Region pointing data
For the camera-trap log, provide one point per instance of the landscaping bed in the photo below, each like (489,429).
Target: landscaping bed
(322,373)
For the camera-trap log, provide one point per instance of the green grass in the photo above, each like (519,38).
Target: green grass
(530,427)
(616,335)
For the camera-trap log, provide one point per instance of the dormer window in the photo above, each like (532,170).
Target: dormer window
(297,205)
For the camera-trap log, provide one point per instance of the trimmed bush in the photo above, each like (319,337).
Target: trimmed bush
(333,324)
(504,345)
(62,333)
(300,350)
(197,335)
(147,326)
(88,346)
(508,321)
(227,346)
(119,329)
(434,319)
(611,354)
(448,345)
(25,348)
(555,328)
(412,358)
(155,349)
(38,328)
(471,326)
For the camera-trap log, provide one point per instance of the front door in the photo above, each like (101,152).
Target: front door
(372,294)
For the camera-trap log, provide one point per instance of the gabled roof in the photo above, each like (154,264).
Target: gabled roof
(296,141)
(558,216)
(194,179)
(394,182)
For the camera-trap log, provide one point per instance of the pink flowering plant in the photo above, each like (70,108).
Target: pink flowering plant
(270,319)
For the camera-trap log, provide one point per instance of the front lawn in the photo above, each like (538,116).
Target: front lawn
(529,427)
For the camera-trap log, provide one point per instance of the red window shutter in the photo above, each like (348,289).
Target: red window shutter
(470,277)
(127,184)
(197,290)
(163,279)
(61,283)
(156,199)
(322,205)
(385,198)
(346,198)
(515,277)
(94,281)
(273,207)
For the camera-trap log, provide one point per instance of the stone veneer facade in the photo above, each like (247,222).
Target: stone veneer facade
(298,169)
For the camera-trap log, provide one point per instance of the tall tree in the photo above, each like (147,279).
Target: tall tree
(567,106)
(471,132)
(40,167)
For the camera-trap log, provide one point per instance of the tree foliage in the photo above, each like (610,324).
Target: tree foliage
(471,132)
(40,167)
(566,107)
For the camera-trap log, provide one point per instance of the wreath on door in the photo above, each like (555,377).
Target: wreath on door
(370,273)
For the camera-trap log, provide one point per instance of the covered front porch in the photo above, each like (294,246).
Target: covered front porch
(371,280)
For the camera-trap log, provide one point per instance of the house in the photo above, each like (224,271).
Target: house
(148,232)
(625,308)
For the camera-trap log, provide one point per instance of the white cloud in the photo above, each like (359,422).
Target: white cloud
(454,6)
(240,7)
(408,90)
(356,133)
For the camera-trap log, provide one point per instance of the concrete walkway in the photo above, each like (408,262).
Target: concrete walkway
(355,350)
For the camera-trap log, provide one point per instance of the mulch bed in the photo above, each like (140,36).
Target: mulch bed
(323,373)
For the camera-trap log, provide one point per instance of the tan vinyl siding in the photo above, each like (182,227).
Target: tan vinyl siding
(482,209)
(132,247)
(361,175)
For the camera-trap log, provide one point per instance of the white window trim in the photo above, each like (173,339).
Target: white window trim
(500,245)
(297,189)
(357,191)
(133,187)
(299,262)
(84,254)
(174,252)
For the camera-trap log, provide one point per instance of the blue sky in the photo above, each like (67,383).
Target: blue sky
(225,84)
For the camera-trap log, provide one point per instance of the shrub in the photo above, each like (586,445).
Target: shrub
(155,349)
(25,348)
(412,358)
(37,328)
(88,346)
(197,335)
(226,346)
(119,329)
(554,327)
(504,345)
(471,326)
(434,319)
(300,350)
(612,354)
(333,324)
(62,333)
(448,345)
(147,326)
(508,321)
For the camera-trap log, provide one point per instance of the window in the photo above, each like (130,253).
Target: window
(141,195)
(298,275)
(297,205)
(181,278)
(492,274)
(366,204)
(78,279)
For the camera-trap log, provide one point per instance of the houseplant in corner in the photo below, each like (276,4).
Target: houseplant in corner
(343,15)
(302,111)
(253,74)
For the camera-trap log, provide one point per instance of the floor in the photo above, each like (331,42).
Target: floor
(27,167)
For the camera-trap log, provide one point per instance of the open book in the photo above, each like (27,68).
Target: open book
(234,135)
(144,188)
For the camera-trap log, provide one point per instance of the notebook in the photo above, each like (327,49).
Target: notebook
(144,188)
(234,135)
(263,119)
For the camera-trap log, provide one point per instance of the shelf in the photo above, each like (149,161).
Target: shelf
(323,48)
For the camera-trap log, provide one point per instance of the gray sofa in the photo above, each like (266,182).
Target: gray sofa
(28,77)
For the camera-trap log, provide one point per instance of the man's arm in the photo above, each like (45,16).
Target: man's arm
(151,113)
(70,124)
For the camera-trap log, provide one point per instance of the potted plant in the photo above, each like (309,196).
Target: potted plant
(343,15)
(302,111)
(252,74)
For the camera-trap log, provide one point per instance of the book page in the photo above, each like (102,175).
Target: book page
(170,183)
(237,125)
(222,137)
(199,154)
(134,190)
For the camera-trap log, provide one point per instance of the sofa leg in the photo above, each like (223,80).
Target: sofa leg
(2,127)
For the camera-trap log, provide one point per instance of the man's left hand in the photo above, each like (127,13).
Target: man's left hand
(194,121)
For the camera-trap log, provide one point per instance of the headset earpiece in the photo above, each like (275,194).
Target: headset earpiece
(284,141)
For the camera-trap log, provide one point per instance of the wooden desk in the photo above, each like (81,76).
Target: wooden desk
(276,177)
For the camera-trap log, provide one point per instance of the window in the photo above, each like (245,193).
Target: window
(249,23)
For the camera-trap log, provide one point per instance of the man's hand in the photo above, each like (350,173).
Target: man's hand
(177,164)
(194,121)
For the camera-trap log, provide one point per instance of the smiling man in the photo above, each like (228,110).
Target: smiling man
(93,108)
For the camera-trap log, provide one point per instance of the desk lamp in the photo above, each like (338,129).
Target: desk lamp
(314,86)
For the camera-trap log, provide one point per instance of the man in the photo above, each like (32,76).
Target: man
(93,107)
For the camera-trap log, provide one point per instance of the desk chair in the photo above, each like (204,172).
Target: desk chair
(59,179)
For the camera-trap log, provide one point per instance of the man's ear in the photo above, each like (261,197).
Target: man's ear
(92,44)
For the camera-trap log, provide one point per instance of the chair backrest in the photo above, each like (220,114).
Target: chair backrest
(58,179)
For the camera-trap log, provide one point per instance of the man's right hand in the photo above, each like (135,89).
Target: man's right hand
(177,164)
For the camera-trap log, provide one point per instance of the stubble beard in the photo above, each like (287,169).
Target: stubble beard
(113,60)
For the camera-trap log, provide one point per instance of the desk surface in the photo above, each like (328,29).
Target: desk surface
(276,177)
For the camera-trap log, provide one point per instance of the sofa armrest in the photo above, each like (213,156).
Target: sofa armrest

- _REQUIRED ACTION_
Return every line of the data above in which "below" appears.

- _EXERCISE ANSWER_
For the camera-trap log, provide one point per instance of the landscaping bed in the photo below, each like (489,429).
For the camera-trap log, provide one point per instance of the houseplant in corner in the photo below, each like (276,4).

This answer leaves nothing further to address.